(Exercise) Could you quote the forum thread about recovering gold from ceramic Pentium CPUs from "# Pentium 1" to "have some losses."?

# Pentium 1 Ceramic CPU yeild - 0.06 grams, 22K per piece



## plamenppp (Apr 3, 2010)

Since I have found this forum I've been collecting as many cpus as I could. A few days ago I decided that I should extract some gold from 30 ceramic Pentium 1 cpus. The process worked fine and I dropped the gold with PMB (P for potasium). After a nice melting with just a regular burner I had a nice shiny gold button. Today I went to a goldsmith and he measured it. It was 1.77 grams and according to him it is around 22k. 

The cpus were mixed I admit. Some were with MMX technology and the frequency was 75, 100 and son MHz. The yeild should be considered as average for this kind of cpus.

I suppose I have some losses.

I suppose there is gold in the solder between the two ceramic lids but I haven't processed them yet.

So, 1.77 grams / 30 = 0.059 (0.06) grams per piece.

P.S. Now in the glass dish there are 22 486 cpus (mixed again). Expect the data ASAP.


----------



## leavemealone (Apr 3, 2010)

That sounded a bit low to me,especially if you take into consideration that it tested around 22k.
So I went back and looked at your pictures.In the picture with the cpus in the beaker,it appears as though the cap on the bottom of the chip was not removed.Is this true?

(Data rows)
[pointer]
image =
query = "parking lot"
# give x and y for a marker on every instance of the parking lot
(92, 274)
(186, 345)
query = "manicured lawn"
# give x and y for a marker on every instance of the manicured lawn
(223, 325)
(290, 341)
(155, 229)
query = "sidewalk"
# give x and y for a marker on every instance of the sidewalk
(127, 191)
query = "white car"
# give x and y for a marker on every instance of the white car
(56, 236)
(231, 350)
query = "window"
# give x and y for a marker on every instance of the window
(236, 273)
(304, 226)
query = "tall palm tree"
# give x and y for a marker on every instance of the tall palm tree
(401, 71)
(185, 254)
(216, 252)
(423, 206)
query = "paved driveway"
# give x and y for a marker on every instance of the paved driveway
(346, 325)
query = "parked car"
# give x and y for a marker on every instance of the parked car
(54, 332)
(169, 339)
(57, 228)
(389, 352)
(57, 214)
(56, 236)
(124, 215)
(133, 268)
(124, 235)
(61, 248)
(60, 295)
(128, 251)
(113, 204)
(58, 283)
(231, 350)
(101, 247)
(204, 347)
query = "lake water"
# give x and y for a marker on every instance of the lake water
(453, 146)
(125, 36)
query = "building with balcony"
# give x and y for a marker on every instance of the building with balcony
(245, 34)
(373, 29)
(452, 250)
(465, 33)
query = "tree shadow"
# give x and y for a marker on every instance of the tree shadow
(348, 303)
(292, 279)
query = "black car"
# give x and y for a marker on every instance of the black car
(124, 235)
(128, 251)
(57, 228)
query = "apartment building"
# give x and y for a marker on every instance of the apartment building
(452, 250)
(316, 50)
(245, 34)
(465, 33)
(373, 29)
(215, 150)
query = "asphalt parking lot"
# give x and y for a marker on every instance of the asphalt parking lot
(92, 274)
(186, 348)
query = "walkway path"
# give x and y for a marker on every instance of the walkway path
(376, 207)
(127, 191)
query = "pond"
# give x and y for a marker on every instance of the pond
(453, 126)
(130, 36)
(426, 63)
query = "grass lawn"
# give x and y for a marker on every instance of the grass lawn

(Exercise output)
# Pentium 1 Ceramic CPU yeild - 0.06 grams, 22K per piece



## plamenppp (Apr 3, 2010)

Since I have found this forum I've been collecting as many cpus as I could. A few days ago I decided that I should extract some gold from 30 ceramic Pentium 1 cpus. The process worked fine and I dropped the gold with PMB (P for potasium). After a nice melting with just a regular burner I had a nice shiny gold button. Today I went to a goldsmith and he measured it. It was 1.77 grams and according to him it is around 22k. 

The cpus were mixed I admit. Some were with MMX technology and the frequency was 75, 100 and son MHz. The yeild should be considered as average for this kind of cpus.

I suppose I have some losses.